Tarea breve A: Busca en las filas todas las líneas que contengan la palabra «green» y cópialas.

Conjura de psicópatas
«Que sigan detentando poder a pesar de haber dado sobradas pruebas de su condición, viola toda lógica democrática»

'Figura con carne', Francis Bacon.
Algunos asesinos no necesitan mancharse las manos de sangre, prefieren firmar decretos, recortar medios, negar recursos, silenciar advertencias. El resultado es igual de letal: cuerpos que caen, familias rotas, historias truncadas en estadísticas que nadie quiere mirar.
La frialdad calculada mide sus pasos. Primero, la negación: minimizar riesgos, banalizar señales, presentar la caída como una anécdota. Luego la instrumentalización: convertir datos en excusas, personas en cifras, demandas de ayuda en ruido de fondo. Finalmente, la consolidación: quien ejerce el poder no solo evita la culpa; transforma los daños en ventaja política, en prueba de eficacia o en simple coste colateral.
Pero las víctimas no son cifras. Son madres que esperan con el teléfono pegado al oído, son trabajadores que murieron en su puesto, son ancianos cuyas vidas dependían de decisiones administrativas que llegaron tarde o no llegaron nunca, son jóvenes que perdieron la oportunidad de envejecer, son comunidades enteras que quedaron devastadas por la negligencia institucional.
Hay una violencia que opera por omisión y otra que lo hace por simulación. La omisión oculta la verdad de los hechos y la simulación mata recurriendo a la mentira: informes maquillados, cifras minimizadas, historias de «casos aislados». Ambas formas requieren la misma coordinación fría: manuales, despachos, sellos. Y detrás, alguien que calcula el efecto político por encima de la vida y de la muerte, por encima de toda dignidad y toda norma, convirtiendo el Estado en una estructura sorda y fantasmal.
Decir «no sabía» es un acto de retórica que a menudo encubre un cálculo despiadado. El que gobierna está obligado a escuchar. Ignorar alarmas bien fundadas, cortar canales de información, desacreditar a los científicos o a las voces independientes: todo eso es una estrategia que produce muertes. No se trata de accidentes; se trata de elecciones políticas. Cuando la elección es errónea además de persistente, los resultados suelen ser trágicos: docenas, centenares, miles de vidas arrebatadas por decisiones que privilegiaron otra cosa: imagen, intereses, lucro, estabilidad política.

Tarea breve B:
Contesta estas preguntas con lo que dice el artículo:
(i) ¿Cuáles son los tres pasos de la frialdad calculada?
(ii) ¿Qué dos tipos de violencia distingue?
(iii) ¿Qué está obligado a hacer el que gobierna?

Material mostrado:
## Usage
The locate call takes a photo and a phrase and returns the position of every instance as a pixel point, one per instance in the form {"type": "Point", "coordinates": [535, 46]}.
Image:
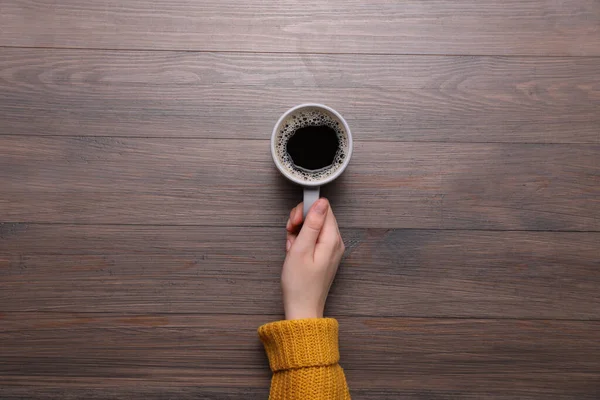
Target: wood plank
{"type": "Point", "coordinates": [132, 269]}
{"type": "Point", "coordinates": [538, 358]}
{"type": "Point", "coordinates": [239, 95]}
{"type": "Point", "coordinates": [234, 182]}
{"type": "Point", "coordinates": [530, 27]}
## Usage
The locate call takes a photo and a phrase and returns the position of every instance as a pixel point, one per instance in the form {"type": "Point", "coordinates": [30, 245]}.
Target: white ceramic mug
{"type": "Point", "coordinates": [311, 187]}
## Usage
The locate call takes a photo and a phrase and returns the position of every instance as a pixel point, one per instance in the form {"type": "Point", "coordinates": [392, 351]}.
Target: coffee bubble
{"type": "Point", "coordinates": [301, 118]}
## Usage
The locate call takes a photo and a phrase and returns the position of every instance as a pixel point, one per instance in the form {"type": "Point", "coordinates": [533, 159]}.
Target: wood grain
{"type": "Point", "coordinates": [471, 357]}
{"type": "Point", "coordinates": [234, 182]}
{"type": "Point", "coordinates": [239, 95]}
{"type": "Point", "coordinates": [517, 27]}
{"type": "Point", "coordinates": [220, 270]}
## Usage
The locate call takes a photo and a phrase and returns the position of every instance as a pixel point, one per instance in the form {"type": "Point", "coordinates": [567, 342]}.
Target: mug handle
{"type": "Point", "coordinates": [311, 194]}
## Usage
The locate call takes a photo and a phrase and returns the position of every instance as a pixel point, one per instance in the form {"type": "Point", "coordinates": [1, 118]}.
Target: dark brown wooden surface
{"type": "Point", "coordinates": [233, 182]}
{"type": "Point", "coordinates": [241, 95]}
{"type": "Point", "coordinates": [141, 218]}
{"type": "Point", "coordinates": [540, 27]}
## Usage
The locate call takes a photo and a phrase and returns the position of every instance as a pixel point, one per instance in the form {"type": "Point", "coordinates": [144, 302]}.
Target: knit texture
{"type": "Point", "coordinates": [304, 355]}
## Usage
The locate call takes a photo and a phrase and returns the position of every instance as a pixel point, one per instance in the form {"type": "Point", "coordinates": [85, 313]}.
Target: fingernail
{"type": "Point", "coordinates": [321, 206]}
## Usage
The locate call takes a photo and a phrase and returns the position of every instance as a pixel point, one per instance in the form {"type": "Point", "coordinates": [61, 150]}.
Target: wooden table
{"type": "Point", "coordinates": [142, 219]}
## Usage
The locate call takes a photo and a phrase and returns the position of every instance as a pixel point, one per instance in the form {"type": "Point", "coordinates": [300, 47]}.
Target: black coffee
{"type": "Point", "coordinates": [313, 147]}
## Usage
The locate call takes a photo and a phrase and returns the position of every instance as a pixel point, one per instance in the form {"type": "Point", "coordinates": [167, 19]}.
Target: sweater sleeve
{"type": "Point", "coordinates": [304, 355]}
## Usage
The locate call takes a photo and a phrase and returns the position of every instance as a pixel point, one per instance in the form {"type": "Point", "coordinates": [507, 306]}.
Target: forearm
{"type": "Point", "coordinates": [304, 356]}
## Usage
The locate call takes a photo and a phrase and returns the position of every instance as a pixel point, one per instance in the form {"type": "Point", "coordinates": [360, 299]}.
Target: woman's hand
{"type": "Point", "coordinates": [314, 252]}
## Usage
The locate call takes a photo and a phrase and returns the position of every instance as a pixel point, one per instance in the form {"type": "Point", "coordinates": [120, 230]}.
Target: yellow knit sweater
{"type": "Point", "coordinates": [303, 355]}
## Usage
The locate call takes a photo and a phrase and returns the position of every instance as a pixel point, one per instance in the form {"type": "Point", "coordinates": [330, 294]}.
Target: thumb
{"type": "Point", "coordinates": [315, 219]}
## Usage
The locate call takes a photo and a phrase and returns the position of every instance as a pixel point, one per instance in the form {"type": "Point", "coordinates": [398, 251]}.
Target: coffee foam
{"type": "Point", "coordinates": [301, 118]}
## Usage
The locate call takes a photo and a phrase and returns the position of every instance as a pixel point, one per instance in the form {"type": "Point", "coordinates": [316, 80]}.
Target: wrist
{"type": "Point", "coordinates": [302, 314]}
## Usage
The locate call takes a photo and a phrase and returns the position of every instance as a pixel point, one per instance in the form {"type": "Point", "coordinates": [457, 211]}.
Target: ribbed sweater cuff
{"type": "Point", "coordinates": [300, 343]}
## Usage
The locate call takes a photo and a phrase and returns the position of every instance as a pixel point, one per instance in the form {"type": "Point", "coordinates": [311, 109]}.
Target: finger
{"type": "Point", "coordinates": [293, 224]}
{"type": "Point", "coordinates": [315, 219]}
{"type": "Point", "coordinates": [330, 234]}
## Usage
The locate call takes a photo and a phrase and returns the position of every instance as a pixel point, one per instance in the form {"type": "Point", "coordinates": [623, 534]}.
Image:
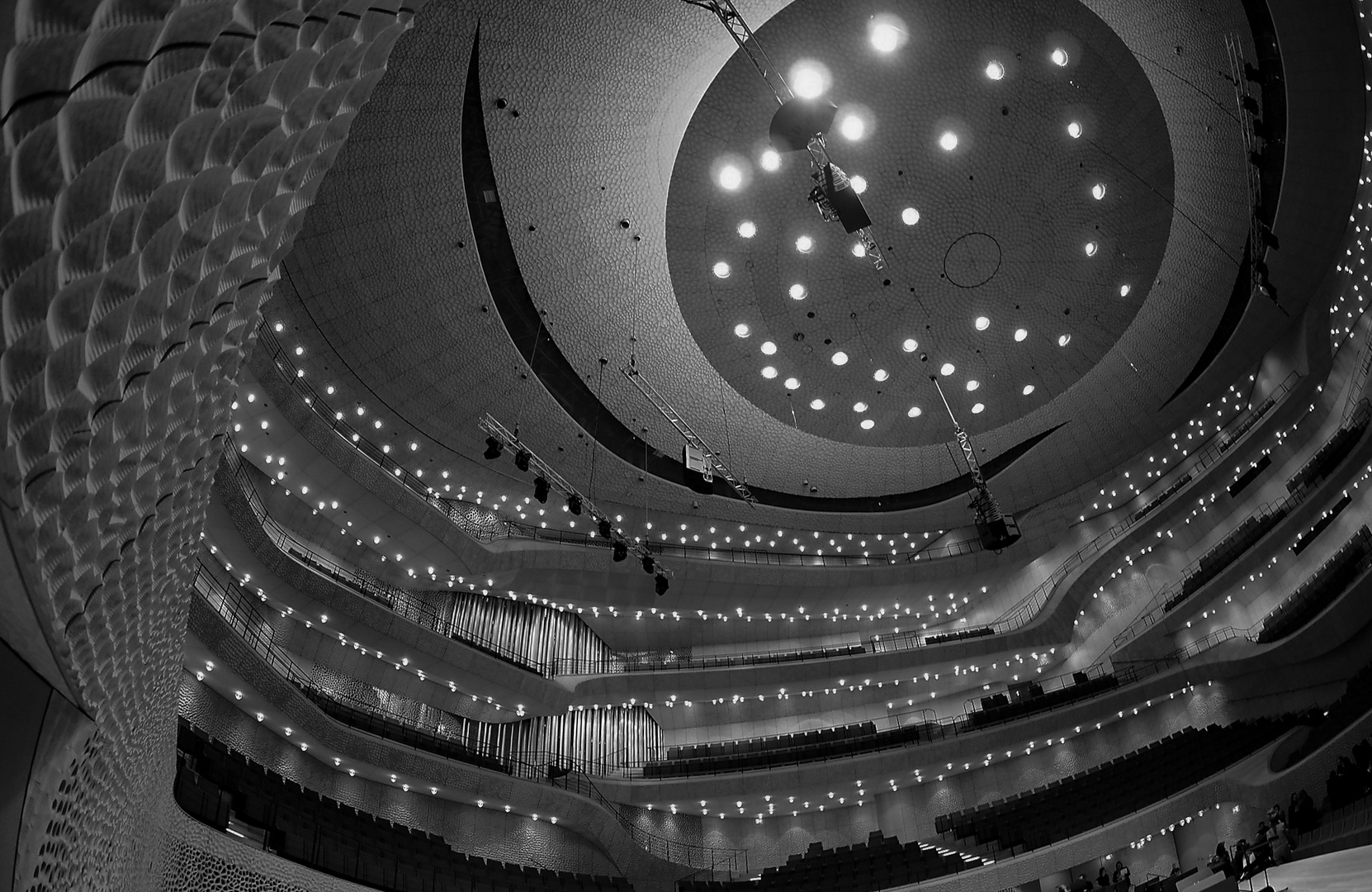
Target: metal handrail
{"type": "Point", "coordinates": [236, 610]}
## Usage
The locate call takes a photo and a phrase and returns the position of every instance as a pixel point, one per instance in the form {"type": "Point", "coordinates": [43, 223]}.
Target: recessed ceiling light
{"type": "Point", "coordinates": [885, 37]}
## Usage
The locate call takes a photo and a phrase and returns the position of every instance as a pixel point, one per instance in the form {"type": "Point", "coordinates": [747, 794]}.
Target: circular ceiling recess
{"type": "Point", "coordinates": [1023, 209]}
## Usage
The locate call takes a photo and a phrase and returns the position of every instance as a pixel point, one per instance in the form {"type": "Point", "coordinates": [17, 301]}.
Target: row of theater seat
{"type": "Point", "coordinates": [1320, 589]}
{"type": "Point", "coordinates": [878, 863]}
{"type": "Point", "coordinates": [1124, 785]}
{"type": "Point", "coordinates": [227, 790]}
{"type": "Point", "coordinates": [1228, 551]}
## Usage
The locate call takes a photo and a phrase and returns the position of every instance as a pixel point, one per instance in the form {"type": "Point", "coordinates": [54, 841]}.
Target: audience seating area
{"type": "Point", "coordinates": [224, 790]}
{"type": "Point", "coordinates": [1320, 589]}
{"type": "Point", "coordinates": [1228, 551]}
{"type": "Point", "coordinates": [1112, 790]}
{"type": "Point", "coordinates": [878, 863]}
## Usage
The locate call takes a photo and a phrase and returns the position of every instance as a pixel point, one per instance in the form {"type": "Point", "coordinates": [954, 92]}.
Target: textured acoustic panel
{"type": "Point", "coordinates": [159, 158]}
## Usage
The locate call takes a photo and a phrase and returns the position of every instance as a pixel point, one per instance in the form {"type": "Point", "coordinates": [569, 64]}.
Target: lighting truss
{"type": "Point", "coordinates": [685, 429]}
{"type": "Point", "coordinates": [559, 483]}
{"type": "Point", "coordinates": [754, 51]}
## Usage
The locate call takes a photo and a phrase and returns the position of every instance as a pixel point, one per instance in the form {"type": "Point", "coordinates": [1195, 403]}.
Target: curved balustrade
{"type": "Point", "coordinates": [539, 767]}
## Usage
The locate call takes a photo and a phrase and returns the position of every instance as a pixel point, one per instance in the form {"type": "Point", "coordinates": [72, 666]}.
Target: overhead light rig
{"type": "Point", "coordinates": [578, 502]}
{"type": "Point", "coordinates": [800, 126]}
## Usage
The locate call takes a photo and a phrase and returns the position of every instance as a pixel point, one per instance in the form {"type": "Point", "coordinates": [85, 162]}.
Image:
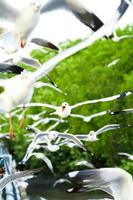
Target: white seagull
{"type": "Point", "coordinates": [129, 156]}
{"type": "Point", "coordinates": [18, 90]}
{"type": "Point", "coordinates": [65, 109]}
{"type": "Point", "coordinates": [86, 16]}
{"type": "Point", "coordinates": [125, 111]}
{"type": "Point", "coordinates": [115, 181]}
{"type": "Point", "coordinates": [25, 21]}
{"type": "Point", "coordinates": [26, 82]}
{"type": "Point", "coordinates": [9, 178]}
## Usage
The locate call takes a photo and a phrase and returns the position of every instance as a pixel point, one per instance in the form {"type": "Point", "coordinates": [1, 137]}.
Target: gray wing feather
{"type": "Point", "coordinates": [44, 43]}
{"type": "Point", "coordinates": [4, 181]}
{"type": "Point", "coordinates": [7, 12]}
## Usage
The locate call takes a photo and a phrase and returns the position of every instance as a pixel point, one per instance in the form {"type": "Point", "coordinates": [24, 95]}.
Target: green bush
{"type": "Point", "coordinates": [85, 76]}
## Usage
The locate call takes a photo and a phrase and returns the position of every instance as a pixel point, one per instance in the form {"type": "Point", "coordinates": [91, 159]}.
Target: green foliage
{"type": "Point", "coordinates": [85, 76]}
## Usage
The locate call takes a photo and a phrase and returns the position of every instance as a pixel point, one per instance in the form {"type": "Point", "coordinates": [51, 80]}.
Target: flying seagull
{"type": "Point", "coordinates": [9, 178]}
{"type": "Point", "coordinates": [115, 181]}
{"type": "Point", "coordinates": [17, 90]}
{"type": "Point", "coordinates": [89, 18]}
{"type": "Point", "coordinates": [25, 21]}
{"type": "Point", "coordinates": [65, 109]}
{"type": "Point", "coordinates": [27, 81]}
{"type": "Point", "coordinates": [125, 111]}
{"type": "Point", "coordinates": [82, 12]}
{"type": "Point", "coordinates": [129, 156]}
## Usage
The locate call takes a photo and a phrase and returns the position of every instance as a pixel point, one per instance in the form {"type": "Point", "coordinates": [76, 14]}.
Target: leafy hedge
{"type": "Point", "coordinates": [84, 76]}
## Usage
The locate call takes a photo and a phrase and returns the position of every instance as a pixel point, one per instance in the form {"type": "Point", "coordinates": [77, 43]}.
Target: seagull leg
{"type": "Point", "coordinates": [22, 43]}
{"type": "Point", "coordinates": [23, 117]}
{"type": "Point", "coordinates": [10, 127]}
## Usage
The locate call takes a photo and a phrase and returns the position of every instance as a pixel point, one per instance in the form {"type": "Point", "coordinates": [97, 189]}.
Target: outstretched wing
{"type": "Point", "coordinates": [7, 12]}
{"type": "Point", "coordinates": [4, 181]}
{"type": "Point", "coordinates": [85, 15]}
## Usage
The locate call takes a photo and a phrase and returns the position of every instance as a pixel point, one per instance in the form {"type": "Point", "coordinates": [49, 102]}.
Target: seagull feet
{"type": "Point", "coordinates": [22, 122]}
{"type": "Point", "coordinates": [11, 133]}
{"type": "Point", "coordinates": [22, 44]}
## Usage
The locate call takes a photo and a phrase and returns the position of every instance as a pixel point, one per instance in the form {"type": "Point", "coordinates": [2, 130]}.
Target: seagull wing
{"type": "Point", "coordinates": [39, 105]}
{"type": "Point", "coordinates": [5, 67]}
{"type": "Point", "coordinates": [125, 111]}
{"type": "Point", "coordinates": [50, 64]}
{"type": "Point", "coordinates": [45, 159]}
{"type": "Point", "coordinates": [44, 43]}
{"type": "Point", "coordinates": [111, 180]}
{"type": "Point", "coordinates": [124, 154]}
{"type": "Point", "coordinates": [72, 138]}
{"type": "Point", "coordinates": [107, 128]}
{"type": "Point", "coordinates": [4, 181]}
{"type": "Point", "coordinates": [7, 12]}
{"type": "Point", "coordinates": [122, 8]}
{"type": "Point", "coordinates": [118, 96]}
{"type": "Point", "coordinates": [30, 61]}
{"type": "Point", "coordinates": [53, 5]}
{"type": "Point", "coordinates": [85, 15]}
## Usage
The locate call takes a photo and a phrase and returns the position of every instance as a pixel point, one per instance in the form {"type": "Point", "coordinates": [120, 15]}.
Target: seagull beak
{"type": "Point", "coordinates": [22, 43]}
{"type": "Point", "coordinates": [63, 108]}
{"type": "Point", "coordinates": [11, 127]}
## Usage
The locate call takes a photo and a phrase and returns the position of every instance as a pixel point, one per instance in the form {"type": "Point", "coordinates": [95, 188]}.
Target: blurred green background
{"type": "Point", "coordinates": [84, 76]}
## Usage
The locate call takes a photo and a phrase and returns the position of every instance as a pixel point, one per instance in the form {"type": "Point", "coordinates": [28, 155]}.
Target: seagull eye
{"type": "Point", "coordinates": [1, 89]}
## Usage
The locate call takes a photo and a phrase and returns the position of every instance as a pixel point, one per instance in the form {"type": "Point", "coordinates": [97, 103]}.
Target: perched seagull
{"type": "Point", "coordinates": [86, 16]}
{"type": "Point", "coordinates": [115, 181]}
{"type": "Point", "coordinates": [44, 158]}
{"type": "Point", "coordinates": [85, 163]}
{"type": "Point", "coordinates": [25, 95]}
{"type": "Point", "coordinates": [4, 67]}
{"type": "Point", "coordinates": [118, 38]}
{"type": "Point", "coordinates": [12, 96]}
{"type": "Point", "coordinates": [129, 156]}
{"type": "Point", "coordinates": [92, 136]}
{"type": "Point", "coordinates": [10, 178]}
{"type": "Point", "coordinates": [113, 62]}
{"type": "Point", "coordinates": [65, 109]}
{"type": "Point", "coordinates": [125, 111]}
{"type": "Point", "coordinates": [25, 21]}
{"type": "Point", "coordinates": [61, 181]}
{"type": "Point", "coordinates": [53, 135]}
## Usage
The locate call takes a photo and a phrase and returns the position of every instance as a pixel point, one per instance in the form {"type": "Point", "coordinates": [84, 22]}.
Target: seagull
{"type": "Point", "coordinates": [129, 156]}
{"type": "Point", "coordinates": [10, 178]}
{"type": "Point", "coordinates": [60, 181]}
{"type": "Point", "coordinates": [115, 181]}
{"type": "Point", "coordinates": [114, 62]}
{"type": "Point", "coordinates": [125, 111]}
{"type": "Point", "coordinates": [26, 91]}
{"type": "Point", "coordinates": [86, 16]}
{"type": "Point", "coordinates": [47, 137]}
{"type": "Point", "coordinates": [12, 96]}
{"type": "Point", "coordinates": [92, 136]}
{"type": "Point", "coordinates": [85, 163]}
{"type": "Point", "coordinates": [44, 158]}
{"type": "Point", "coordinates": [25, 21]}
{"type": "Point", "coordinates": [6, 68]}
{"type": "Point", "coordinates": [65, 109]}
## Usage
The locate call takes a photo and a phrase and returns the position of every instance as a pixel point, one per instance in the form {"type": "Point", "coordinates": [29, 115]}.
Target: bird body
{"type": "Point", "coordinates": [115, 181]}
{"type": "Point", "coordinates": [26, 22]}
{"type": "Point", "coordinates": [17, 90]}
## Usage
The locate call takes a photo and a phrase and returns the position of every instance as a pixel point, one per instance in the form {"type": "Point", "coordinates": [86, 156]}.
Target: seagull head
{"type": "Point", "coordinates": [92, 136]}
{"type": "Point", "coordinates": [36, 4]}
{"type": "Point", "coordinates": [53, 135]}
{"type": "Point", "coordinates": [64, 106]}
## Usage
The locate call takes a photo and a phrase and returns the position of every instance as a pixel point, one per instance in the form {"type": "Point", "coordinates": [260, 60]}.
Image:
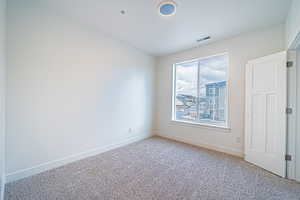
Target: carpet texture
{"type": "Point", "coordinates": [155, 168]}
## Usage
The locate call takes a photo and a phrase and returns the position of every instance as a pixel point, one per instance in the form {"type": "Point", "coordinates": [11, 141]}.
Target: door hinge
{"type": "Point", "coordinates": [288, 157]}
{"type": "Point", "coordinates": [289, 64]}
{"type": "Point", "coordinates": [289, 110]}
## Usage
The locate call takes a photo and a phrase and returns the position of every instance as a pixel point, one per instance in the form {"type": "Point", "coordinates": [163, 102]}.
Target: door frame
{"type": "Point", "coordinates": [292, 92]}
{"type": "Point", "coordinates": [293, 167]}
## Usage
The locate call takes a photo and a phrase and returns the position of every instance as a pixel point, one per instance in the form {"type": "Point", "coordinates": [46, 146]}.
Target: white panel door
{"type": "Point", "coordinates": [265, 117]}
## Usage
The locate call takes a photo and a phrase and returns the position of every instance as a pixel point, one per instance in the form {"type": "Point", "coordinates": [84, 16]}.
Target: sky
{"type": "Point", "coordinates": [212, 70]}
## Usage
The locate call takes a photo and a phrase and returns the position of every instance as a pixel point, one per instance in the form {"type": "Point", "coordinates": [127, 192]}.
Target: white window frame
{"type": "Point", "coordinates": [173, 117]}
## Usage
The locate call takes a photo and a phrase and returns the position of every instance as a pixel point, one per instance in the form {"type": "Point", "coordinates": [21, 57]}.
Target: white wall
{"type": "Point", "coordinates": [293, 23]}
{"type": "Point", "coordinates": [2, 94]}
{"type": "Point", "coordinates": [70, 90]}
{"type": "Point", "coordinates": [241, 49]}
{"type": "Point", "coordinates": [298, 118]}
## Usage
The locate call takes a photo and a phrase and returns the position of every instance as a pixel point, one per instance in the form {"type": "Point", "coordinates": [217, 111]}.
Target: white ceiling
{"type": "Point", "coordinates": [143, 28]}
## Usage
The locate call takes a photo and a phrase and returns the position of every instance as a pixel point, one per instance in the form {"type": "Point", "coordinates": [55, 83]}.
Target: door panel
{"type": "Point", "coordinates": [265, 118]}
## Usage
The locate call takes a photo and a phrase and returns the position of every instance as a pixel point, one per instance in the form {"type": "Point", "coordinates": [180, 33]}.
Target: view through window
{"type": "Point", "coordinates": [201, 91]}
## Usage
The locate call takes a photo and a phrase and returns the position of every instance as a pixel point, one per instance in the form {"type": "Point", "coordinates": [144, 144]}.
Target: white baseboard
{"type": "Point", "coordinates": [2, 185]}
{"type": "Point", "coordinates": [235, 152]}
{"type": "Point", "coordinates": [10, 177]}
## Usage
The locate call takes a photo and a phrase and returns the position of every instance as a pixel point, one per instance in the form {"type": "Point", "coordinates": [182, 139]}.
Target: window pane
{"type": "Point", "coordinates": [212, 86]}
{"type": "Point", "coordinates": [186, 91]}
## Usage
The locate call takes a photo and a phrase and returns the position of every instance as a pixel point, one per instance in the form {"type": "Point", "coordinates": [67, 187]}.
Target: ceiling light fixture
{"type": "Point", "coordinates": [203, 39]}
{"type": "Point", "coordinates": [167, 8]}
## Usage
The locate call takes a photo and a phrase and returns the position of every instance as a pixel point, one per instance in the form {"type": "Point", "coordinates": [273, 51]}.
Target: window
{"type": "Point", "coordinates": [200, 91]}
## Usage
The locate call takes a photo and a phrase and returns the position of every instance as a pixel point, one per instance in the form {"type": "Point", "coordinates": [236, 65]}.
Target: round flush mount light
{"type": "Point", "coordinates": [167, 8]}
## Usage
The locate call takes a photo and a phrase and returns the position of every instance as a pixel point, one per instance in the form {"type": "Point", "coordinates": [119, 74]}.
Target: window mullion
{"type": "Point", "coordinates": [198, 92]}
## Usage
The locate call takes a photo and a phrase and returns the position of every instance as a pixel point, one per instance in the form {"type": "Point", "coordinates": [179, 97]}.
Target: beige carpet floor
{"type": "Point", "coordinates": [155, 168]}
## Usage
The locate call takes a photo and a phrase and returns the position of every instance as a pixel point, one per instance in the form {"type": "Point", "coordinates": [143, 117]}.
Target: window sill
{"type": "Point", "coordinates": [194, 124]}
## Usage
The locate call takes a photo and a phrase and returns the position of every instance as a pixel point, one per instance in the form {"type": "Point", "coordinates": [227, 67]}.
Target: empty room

Respuesta A:
Target: green bush
Target: green foliage
Target: blurred green background

Respuesta B:
(i) La negación, la instrumentalización y la consolidación.
(ii) La que opera por omisión y la que opera por simulación.
(iii) Escuchar.